Rakic and colleagues propose that Notch1 works like a binary switch. When off, proliferation of progenitors shuts down and most cells become neurons. When on, proliferation ramps up, but most cells become glia. Thus, “the level of Notch1 regulates the magnitude of neurogenesis from postnatal progenitor cells,” they write. It also has another effect. Breunig showed that dendritic arborization of new neurons is far greater 23 days after induction of NICD overexpression, but stunted after conditional knockout of Notch1.
As Notch signaling requires presenilin, this report bolsters earlier reports that the protease may be needed for adult neurogenesis. For example, Paul Wen and colleagues at Mt. Sinai School of Medicine in New York City reported that presenilin FAD mutations crimp adult neurogenesis (see ARF related news story), while Gabriel Corfas and colleagues at Harvard Medical School showed that cleavage of the Erb4 receptor tyrosine kinase by presenilin helps progenitors assume a neuronal fate (see ARF related news story).
Tyrosine kinases also feature in the second paper. Ephrins and the tyrosine kinase ephrin receptors (Ephs) have been linked to proliferation, but not to hippocampal progenitor cells. Henkemeyer and colleagues report that EphB1 expression is robust in the SGZ. By crossing EphB1-negative mice with animals expressing enhanced green fluorescent protein (eGFP) under control of the nestin promoter, first author Michael Chumley and colleagues found that loss of EphB1 halved the number of eGFP-positive cells in the corona of the dentate gyrus of 8-10-week-old mice. Curiously, eGPF-positive cell numbers were also about half in aged mice, too, suggesting that loss of EphB1 does not abolish cell proliferation completely. Instead, the cells loss may be due to faulty migration, the authors conclude.
The researchers found eGFP progenitors scattered throughout the hippocampus, rather than concentrated at the boundary between the subgranular zone and the granule layer, where they belong. Similarly, they found that numbers of proliferating cells were halved in the SGZ and that dividing cells (BrdU-positive) turned up in the granule layer, the hilus, and the molecular layer. Most of these proliferating cells are fated to become neurons as they also express doublecortin.

== EXTRACTED RECORDS ==
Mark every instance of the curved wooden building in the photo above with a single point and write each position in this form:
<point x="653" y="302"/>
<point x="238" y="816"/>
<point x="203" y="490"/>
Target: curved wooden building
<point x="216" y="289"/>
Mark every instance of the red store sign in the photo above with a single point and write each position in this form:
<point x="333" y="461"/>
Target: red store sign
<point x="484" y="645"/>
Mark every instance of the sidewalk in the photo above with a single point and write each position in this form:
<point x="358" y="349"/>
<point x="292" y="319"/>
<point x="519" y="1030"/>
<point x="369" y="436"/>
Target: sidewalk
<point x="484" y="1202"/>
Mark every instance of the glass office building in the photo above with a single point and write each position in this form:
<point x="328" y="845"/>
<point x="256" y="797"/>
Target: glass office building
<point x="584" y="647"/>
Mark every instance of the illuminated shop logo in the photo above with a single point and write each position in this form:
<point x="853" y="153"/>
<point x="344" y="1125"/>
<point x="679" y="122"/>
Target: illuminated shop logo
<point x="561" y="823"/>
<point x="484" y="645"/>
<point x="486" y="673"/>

== PROMPT ==
Carry on the passage about Notch1 and EphB1 in adult hippocampal neurogenesis, picking up right after its last sentence. You won't need the data above for anything here.

== TASK ANSWER ==
Besides EphB1, other such receptors appear to regulate the fate of new neurons, as well. When the authors examined EphB1/EphB2 double knockouts, they found dramatic morphological changes in the hippocampus that are not apparent in EphB1 knockouts alone, suggesting that EphB2 may compensate for its sibling. As for the ligand, the authors found that Ephrin-B3 knockouts recapitulate many of the phenotypes of EphB1 knockouts and that Ephrin-B3 is highly expressed in the SGZ, suggesting that it may be the major ephrin ligand controlling neurogenesis.
How might ephrin-EphB signaling control migration of progenitor cells? One possibility is that the protein is important for cell polarity. The authors found that dendritic branches, which normally extend radially toward the molecular layers once cells have projected through the granule layer, appear to sprout prematurely and randomly in EphB1-negative brain. “In total, the premature dendritic branching and presence of abnormal, apparently randomized cellular projections indicate that loss of EphB1 expression leads to severe disruption of the normal growth and polarity of cellular processes extending from hippocampal stem/progenitor cells,” they write.—Tom Fagan
- Chumley MJ, Catchpole T, Silvany RE, Kernie SG, Henkemeyer M. EphB receptors regulate stem/progenitor cell proliferation, migration, and polarity during hippocampal neurogenesis. J Neurosci. 2007 Dec 5;27(49):13481-90. PubMed.
- Breunig JJ, Silbereis J, Vaccarino FM, Sestan N, Rakic P. Notch regulates cell fate and dendrite morphology of newborn neurons in the postnatal dentate gyrus. Proc Natl Acad Sci U S A. 2007 Dec 18;104(51):20558-63. PubMed.